What to produce:
Render the lines below, from the line with "the car side" to the line with "[(508, 476), (484, 391)]" (both included), as a Markdown table with the columns No. and Line. Number each line in order, omit blank lines, and include no other lines.

....

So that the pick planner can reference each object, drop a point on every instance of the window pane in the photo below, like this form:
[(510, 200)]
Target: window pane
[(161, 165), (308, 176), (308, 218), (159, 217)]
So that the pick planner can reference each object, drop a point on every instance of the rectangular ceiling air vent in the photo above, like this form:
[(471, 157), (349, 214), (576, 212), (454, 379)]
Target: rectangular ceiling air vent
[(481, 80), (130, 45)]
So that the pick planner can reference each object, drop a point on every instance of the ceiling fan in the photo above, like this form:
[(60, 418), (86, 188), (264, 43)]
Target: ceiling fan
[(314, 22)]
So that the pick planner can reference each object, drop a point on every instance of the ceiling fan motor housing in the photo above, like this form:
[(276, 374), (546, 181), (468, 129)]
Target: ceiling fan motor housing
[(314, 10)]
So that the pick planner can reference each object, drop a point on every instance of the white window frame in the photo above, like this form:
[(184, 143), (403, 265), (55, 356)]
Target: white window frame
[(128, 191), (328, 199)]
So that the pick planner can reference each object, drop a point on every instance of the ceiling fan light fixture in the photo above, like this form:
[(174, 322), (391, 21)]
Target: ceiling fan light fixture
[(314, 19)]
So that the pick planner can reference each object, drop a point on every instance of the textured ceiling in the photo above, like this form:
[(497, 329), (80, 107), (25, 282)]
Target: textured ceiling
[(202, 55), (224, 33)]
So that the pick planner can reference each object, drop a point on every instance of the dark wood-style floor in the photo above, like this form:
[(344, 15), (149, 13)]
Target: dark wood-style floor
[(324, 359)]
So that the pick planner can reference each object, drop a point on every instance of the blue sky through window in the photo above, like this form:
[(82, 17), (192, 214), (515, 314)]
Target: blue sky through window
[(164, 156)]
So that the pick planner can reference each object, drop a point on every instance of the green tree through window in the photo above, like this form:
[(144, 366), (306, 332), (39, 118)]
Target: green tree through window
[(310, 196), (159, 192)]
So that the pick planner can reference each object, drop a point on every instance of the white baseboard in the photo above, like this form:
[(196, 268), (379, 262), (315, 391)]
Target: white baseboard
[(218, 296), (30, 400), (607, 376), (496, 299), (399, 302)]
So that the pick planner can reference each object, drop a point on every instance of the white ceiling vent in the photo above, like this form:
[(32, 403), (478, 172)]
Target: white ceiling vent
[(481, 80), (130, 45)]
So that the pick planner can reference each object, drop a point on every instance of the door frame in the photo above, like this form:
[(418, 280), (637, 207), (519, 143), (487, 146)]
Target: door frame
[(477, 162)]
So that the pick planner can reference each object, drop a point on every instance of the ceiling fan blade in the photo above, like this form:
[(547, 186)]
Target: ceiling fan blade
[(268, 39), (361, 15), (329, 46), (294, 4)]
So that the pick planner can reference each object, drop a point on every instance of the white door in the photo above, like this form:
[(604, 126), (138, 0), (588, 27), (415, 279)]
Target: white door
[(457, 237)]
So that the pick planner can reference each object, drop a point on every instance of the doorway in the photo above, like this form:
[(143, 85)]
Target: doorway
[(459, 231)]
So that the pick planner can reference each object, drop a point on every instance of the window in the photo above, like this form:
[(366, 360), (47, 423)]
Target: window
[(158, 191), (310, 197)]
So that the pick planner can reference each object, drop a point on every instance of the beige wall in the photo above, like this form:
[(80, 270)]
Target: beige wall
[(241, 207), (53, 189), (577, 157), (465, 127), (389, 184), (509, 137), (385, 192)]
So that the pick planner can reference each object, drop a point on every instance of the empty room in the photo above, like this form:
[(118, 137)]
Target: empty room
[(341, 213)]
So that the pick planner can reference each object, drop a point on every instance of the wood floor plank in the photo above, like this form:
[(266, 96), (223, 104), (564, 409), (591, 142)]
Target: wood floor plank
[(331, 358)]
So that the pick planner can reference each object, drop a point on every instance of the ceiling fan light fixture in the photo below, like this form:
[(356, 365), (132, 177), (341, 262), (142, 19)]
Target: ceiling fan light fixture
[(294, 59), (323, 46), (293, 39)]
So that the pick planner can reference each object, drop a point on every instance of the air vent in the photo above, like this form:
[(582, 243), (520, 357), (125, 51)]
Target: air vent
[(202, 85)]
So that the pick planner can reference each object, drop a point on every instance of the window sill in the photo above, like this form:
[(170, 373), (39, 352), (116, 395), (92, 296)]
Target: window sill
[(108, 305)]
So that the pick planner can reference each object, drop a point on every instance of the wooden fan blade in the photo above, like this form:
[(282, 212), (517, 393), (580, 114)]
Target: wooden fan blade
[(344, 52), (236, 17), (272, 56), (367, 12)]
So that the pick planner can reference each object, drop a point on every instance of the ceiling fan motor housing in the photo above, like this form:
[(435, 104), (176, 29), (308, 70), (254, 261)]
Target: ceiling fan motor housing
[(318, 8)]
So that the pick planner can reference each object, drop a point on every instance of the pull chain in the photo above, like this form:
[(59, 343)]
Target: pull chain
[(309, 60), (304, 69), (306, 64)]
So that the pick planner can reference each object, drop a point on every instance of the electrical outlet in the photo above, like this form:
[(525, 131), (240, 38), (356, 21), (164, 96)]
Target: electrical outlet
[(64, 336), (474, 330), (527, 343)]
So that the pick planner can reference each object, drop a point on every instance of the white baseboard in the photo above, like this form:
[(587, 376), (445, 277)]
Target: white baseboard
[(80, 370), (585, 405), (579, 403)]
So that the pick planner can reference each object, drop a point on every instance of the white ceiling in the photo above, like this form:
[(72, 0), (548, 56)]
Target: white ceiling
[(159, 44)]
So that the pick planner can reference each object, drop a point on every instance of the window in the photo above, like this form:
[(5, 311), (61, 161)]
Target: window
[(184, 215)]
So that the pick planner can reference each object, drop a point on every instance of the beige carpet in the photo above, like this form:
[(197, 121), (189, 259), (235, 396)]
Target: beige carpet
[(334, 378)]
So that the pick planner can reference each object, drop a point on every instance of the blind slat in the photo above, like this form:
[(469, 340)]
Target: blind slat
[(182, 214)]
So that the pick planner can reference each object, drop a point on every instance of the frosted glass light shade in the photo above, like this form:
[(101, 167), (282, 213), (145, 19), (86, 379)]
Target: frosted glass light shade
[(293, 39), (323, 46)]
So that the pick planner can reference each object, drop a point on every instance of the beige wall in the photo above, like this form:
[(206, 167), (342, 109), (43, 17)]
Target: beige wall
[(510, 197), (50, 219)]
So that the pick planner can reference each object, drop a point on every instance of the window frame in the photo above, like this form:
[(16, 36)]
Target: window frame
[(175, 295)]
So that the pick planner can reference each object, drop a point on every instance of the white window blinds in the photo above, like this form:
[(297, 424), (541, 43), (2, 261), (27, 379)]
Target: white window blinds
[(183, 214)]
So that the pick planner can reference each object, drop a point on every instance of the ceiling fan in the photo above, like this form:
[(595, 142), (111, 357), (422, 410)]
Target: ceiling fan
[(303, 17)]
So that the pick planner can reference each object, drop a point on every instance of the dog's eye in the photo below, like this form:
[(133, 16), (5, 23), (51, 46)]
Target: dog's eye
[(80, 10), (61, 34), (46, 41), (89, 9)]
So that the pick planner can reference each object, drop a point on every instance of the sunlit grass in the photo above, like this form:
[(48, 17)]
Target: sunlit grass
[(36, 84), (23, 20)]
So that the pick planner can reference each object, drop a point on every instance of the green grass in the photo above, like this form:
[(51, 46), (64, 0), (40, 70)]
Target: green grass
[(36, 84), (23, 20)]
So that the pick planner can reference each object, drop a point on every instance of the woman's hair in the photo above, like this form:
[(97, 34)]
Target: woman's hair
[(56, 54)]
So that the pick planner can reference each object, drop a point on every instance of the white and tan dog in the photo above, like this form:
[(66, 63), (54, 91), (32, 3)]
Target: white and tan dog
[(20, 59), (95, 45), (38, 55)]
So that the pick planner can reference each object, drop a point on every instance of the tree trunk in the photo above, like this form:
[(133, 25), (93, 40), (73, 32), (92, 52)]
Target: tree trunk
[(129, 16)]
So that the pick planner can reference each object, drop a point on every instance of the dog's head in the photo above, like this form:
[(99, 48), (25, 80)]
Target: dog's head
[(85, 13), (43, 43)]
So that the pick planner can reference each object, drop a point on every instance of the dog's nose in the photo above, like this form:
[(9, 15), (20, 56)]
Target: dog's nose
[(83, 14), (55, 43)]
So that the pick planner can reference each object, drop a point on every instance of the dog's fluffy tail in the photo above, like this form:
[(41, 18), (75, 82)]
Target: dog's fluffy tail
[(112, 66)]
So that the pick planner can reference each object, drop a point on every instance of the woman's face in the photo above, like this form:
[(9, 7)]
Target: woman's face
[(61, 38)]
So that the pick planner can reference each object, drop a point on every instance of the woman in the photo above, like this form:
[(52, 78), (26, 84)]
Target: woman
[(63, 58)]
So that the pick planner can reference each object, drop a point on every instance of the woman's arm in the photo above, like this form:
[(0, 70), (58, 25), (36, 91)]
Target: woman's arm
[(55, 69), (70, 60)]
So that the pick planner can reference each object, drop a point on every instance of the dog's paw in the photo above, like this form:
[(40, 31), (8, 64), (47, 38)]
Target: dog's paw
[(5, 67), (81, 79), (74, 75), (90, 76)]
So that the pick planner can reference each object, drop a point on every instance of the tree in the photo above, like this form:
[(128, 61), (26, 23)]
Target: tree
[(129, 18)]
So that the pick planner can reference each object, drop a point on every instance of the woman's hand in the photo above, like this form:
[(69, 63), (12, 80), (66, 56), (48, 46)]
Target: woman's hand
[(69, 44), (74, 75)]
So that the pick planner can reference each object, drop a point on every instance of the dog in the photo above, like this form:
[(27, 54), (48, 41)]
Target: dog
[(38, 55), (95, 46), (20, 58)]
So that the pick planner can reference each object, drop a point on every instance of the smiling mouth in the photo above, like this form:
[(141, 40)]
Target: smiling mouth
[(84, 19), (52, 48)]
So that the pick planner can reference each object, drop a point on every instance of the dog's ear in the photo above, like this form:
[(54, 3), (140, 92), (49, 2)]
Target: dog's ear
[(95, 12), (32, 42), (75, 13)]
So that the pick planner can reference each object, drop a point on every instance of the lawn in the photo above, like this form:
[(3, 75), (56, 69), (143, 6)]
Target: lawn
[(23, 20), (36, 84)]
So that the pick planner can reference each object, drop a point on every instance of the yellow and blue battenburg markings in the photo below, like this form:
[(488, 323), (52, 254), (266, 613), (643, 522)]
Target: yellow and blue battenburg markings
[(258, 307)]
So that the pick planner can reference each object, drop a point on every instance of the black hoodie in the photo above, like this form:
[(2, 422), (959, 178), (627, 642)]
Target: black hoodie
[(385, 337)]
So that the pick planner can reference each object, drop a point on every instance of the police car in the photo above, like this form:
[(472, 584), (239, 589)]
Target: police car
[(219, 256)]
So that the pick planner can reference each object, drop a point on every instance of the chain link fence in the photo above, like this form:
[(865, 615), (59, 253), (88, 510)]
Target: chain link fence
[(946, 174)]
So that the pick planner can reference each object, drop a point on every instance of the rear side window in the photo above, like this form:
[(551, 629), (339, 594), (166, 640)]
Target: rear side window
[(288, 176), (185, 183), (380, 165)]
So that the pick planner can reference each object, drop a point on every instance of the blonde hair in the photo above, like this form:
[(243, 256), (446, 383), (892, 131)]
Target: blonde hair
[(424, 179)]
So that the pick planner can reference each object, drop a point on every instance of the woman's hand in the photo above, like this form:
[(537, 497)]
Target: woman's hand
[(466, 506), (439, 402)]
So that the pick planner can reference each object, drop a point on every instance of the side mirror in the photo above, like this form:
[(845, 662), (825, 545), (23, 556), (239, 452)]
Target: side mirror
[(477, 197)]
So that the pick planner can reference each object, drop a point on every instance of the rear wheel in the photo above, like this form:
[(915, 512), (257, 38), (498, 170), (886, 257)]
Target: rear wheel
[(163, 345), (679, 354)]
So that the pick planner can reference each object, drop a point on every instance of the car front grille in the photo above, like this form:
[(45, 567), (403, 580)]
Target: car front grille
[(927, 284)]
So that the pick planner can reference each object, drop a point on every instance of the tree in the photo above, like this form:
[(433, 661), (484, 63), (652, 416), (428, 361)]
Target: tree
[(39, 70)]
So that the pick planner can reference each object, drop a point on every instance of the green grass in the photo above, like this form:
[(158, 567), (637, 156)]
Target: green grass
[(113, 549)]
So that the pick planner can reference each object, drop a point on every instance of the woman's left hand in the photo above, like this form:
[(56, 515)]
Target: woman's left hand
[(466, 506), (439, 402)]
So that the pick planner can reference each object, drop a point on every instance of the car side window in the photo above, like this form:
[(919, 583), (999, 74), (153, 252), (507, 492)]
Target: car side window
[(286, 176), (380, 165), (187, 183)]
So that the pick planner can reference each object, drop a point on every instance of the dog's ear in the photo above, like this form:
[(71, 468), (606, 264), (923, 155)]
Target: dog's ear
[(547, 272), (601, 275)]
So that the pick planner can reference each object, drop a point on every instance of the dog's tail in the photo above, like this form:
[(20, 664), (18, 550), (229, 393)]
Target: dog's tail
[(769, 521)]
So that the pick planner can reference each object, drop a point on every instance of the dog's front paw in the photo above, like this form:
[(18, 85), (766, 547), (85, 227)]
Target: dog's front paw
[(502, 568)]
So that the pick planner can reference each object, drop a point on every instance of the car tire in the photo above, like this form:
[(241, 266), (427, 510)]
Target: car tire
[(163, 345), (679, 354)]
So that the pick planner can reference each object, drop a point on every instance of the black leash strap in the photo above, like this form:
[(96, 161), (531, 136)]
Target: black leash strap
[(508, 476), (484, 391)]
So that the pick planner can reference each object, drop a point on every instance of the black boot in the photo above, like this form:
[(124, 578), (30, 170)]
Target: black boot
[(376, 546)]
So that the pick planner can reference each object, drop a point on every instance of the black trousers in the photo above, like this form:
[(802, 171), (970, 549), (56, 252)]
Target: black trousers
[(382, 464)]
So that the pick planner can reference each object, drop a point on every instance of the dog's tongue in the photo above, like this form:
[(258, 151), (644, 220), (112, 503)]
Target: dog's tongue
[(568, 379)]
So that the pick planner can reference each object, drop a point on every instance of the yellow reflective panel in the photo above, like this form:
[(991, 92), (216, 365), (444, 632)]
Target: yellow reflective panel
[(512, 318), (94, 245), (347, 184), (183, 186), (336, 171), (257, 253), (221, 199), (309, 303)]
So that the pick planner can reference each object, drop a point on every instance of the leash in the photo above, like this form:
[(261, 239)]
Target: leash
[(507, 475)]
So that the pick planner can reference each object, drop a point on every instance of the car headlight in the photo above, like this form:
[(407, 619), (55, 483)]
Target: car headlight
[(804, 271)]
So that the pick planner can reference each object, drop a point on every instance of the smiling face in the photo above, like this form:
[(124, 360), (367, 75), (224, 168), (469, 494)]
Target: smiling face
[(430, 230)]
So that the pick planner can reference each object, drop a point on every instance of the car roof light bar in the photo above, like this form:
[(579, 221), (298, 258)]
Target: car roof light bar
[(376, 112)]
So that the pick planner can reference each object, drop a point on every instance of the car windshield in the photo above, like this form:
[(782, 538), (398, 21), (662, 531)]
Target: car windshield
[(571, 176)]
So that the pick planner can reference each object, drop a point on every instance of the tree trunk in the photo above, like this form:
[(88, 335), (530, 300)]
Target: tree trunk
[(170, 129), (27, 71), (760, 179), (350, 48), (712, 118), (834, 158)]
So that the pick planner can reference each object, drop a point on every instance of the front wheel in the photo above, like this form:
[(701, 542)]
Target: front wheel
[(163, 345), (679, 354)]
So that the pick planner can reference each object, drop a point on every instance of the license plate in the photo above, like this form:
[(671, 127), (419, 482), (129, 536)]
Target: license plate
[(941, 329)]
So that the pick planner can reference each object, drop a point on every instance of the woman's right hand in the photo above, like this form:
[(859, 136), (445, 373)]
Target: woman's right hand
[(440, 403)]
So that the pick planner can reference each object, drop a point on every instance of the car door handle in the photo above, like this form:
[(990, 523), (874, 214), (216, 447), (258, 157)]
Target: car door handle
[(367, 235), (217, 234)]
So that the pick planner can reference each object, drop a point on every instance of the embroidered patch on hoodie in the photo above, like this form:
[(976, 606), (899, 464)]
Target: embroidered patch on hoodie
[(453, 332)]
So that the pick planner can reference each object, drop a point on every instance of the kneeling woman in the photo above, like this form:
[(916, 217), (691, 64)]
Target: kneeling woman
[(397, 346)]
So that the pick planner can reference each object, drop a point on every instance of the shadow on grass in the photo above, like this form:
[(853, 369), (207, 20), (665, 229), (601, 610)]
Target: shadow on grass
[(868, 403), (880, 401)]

....

Output for this task:
| No. | Line |
|---|---|
| 1 | So that the pick planner can reference each object, drop a point on every instance of the car side window in the photo above, like this form: |
| 2 | [(919, 583), (999, 74), (153, 252), (507, 492)] |
| 3 | Target: car side window |
| 4 | [(286, 176), (380, 165), (187, 183)] |
| 5 | So that the pick planner can reference each object, drop a point on every instance of the dog's ear in the photo above, like this form: |
| 6 | [(71, 468), (606, 264), (923, 155)] |
| 7 | Target: dog's ear |
| 8 | [(547, 272), (601, 275)] |
| 9 | So that the pick planner can reference each object, drop a point on every instance of the dog's tail in the photo above, like this form: |
| 10 | [(20, 664), (18, 550), (229, 393)] |
| 11 | Target: dog's tail |
| 12 | [(769, 521)] |
| 13 | So that the pick planner can reference each object, drop a point on every instance of the dog's front paw in the photo above, like this form: |
| 14 | [(18, 85), (766, 547), (85, 227)] |
| 15 | Target: dog's front paw |
| 16 | [(502, 568)] |
| 17 | So that the pick planner can reference each object, drop a point on every instance of the car tire in the photo above, like this form: |
| 18 | [(241, 266), (427, 510)] |
| 19 | Target: car tire |
| 20 | [(163, 345), (679, 354)] |
| 21 | So that the pick planner can reference each object, drop a point on every instance of the black leash strap in the photo above, like this form: |
| 22 | [(96, 161), (531, 136)] |
| 23 | Target: black leash strap |
| 24 | [(508, 476), (484, 391)] |